start EXTRACTED DATA
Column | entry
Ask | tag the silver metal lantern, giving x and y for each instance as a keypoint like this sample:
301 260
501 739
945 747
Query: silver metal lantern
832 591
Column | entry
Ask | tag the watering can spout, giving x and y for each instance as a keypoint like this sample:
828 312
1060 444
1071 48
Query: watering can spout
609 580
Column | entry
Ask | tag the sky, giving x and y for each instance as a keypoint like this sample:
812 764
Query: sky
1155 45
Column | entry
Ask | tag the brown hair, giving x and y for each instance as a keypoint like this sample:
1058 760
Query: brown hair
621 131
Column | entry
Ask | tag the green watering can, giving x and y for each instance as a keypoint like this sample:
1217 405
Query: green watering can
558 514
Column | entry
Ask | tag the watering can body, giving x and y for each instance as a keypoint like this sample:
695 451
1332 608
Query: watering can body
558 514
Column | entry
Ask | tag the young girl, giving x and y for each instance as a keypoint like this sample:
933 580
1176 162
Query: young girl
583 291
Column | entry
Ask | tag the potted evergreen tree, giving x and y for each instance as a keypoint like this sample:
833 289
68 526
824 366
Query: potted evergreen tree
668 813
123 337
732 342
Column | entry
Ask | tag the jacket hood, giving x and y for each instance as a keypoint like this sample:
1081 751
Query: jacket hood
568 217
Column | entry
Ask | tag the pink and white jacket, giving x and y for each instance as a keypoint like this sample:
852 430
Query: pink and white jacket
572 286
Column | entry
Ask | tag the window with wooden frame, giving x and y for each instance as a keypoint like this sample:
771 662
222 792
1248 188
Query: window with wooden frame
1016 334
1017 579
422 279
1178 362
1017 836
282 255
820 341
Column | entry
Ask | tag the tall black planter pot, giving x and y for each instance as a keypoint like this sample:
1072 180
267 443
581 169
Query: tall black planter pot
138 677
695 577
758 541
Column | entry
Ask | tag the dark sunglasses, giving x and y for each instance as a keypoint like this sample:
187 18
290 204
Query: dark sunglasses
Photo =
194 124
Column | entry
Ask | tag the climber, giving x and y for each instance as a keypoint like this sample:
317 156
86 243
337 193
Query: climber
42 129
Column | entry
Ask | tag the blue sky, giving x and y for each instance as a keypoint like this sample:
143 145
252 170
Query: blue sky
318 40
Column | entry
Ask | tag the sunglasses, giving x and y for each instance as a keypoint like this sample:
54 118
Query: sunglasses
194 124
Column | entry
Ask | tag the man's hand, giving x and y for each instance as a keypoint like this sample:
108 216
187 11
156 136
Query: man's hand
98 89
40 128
end EXTRACTED DATA
Return each line of the entries above that contains the string "with". Case counts.

» **ANSWER FOR THE TASK**:
Ask | tag the window with wooden frame, giving x and y for each instance as a keypoint like this sample:
Query: window with wooden frame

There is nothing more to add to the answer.